__Set problem__:
Rewrite every line from the start of the records below through the line containing "pixel 316 439", inclusive, with the requests kept unchanged. Add 55 to each pixel coordinate in the answers.

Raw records
----------

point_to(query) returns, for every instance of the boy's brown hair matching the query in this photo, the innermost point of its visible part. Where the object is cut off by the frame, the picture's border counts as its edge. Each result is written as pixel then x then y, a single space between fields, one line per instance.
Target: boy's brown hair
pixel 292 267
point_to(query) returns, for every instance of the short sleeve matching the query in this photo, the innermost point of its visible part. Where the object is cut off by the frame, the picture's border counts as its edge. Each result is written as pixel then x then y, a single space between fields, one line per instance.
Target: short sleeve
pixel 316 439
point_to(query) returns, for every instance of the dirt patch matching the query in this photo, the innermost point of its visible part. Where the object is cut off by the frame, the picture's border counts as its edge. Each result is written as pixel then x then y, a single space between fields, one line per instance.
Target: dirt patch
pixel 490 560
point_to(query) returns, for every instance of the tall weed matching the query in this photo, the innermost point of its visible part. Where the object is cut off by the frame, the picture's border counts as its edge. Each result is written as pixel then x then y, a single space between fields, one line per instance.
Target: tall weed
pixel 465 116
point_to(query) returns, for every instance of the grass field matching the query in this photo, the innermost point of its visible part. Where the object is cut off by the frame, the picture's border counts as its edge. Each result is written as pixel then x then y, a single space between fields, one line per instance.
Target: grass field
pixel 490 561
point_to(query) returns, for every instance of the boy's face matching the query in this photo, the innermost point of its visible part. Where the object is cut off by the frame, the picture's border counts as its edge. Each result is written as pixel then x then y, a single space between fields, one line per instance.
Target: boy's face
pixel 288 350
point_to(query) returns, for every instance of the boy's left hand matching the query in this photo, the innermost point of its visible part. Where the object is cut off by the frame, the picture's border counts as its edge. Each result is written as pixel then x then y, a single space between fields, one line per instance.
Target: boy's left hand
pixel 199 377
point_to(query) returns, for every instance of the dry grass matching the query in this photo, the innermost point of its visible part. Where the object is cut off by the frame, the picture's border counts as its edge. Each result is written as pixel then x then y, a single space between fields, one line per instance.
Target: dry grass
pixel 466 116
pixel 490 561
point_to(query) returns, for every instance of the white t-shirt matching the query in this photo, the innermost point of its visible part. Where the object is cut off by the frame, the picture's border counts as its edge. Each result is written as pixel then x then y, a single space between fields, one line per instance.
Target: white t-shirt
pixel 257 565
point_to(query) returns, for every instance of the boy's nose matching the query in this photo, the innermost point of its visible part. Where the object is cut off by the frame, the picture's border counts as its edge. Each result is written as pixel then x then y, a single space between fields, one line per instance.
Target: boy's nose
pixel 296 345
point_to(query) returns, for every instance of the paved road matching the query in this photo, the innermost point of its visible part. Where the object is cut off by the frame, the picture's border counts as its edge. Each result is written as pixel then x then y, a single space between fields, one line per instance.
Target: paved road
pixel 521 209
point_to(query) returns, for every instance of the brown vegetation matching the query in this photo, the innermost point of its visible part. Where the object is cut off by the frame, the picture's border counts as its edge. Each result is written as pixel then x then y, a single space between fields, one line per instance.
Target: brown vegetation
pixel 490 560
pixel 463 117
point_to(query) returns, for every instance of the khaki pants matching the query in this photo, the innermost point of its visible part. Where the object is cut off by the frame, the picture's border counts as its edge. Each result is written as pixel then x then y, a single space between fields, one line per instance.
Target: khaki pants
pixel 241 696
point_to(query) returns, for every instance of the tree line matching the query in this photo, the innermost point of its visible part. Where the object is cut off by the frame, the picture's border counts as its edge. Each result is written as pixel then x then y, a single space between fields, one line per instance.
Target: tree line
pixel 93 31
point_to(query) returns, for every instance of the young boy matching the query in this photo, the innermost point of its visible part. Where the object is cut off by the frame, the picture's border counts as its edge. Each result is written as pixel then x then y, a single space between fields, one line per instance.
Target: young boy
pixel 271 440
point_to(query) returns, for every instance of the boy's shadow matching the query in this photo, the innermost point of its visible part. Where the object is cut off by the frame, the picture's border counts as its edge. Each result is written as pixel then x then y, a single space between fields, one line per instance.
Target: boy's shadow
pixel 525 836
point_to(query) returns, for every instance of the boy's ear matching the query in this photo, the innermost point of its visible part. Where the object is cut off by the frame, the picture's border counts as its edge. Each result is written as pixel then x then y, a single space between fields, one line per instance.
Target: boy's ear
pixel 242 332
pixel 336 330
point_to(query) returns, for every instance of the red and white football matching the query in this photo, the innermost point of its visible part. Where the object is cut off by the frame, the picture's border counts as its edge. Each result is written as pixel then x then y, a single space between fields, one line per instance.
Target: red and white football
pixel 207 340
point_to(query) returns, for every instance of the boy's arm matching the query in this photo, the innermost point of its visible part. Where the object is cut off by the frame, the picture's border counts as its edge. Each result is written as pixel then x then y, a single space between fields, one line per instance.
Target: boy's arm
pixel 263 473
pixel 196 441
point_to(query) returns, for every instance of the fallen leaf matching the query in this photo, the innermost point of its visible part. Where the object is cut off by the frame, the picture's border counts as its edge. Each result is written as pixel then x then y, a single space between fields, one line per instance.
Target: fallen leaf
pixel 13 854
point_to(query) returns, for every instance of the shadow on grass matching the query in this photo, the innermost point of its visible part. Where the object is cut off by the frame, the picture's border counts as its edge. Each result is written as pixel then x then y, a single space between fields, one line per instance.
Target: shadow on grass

----------

__Expected answer__:
point_to(query) returns, for every instance of the boy's brown hair matching the query in this photo, the innermost point of its visible part. Where the object is cut off by the frame, the picture's border counts as its edge. Each result is written as pixel then x then y, a single space between fields, one line per instance.
Target: boy's brown hair
pixel 347 322
point_to(query) returns, for every instance of the short sleeve matching the query in this photo, the innermost point of its visible part. Where the object is cut off by the frame, the picture's border counts as its edge. Each result is written as pixel then x then y, a single space between fields, one line per instance.
Target: short sleeve
pixel 371 494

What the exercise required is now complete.